• **Directions**
Pick up the DCeased comic reviews below where they stop and write a few more sentences in the same voice.

I think the main appeal of this book is that there are a lot more grittier characters than in the main book. Most of them have little or no qualms with killing, so they aren't conflicted about it when the infected hordes attack. There's a lot more in-your-face blood in this one than in the main series.
There's a little bit of crossover between the two series, and I would definitely recommend reading the main series first. If you don't, it'll be spoiled for you within the first several pages of Unkillables.
DCeased: Hope at World's End
Synopsis:
Several stories about different characters during the Anti-Life Equation outbreak.
My Thoughts:
I thought this was a very good collection of companion stories to DCeased. If you read the main book and wonder, "Where's the rest of the Flash family?" "What's Black Adam doing?" or "Where was Martian Manhunter before his sudden appearance?", this collection can answer those questions. It also gives you a closer look at Jimmy Olsen's role in things, and it features the surviving Justice League team trying to stop a huge attack by several super-zombies that isn't included in the main storyline.

• **Source data**
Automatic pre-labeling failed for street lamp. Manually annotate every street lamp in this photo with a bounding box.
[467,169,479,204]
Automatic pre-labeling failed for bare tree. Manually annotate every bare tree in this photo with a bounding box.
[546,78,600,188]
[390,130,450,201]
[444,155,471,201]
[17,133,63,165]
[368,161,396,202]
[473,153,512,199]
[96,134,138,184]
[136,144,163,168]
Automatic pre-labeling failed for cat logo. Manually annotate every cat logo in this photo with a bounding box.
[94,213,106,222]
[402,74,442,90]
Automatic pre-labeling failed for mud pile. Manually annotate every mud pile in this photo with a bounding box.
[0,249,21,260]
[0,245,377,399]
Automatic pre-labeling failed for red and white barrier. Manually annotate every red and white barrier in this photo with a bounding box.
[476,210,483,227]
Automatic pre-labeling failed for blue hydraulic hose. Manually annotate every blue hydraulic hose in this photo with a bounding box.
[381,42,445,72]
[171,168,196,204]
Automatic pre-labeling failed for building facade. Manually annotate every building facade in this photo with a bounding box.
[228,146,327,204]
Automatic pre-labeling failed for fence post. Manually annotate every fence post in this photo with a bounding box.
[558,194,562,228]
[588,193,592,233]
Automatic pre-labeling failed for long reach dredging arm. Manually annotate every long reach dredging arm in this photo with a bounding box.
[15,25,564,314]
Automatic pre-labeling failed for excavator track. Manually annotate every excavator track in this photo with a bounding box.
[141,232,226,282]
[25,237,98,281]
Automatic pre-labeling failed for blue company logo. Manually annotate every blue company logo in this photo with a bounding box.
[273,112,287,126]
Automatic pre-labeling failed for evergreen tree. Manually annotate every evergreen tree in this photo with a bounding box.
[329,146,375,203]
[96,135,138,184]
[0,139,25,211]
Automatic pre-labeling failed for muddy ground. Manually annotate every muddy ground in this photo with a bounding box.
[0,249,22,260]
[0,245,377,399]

• **Task answer**
One big issue that's explored is whether or not the infected should just be killed. Superman is hesitant to kill anyone, insisting that there must be a way to reverse the Anti-Life effects, while Lex Luthor, Talia Al-Ghul, and even Cyborg think they're beyond saving. It's kind of the elephant in the room in the main series, and it's good that they touch on it here.
The art is hit or miss since the there are multiple artists throughout. Some may not like the cartoony style of some of the issues, but it didn't bother me too much. One of the themes of most of these stories is hope in spite of the seemingly hopeless situation, so a slightly lighter tone isn't bad in the right places.
Again, you should probably read the main series first. And I don't think it's quite as cool as Unkillables. But if you like the main series and want more, I think this is worth checking out.